BEGIN THE DATA

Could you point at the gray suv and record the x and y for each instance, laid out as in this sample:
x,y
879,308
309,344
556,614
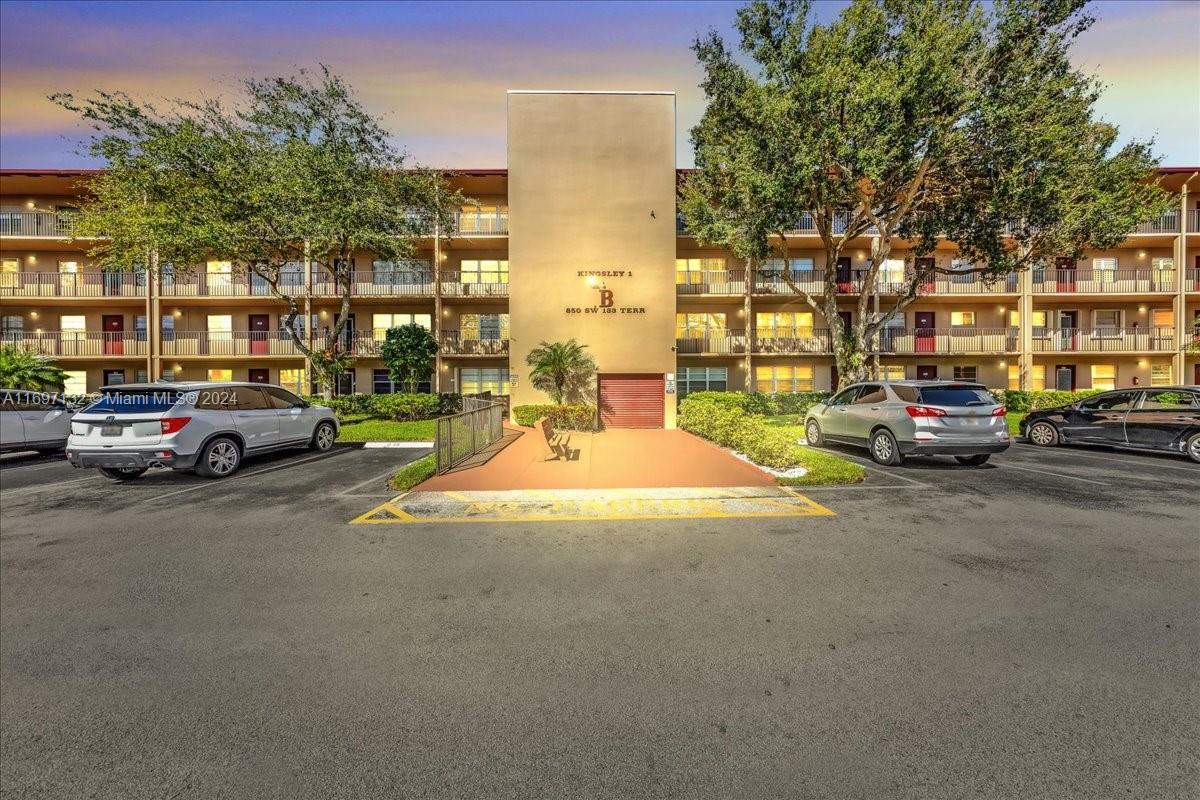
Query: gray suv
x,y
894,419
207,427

END THE DATA
BEGIN THE DATA

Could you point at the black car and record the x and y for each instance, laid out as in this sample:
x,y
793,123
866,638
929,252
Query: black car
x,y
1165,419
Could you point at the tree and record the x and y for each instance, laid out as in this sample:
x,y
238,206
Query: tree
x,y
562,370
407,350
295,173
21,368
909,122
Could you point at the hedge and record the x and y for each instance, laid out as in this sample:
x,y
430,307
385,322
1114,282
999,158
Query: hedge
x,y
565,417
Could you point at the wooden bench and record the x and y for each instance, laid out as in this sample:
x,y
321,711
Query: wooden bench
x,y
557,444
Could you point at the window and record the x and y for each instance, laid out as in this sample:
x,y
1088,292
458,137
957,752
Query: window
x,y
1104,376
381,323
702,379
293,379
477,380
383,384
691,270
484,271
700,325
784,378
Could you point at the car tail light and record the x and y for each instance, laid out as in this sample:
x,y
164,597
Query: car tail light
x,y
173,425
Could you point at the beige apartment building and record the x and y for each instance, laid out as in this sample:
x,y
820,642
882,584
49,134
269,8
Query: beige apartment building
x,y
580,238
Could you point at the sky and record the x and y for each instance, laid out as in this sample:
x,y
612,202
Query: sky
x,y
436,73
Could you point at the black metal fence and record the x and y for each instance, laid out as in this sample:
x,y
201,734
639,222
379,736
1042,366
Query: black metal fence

END THE DATA

[WHAT YOU NEED TO DO]
Nothing but lines that contain "metal" should appear in the answer. Copy each from the records.

[OUTPUT OF THE EXERCISE]
Could you point at the black metal fence and record the x and y for each instance, laid out as in this sample:
Query: black metal fence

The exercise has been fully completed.